▸ **PROBLEM TO WORK ON**:
Can you resume the patent case summaries from after their last key point and keep them going?

==== SOURCE DOCUMENT ====

Tse v. Apple Inc.., No. 2015-1639 (November 5, 2015) (Nonprecedential); Patent No. 6,665,797

Key points:

  • The doctrine of collateral estoppel applies if (1) the issue sought to be precluded from relitigation is identical to the issue decided in the earlier proceeding; (2) the issue was actually litigated in the former proceeding; (3) the issue was necessarily decided in the former proceeding; and (4) the person against whom collateral estoppel is asserted was a party, or in privity with a party, to the earlier proceeding.
  • A prior judgment of invalidity will have collateral estoppel effect unless the patentee can show it did not have a full and fair opportunity to litigate in the prior case.

Yufa v. Hach Ultra Analytics, Inc., No. 2015-1626 (November 5, 2015) (Nonprecedential); Patent Nos. 6,034,769 and 6,346,983

Key Points:

  • Issue preclusion barred litigation of infringement in a second action after a district court granted summary judgment of noninfringement based on prosecution history estoppel in a first action.

==== DATA BLOCK ====

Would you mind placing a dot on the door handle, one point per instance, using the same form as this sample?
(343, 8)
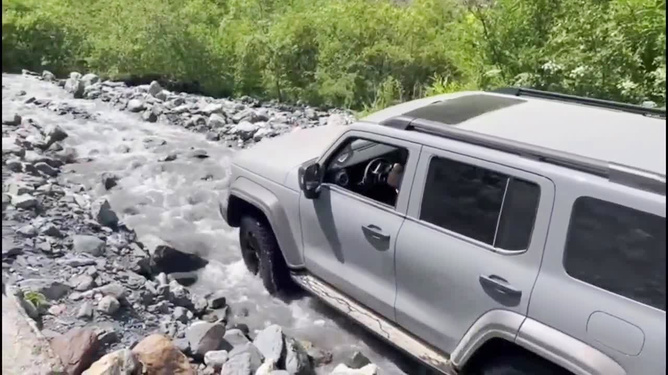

====

▸ **RIGHT ANSWER**:
Belden Inc. v. Berk-Tek LLC, Nos. 2014-1575 and 2014-1576 (November 5, 2015) (Precedential) (3-0); Patent No. 6,074,503

Key Points:

  • A petition for IPR can survive without submission of a declaration in support of the positions asserted in the petition.
  • A petitioner in an IPR can reply to a Patent Owner’s Statement and provide a declaration in response to the patent owner’s position even if the Petition was not supported by a declaration.
  • A Reply and supporting declaration can only respond to arguments raised by the patent owner.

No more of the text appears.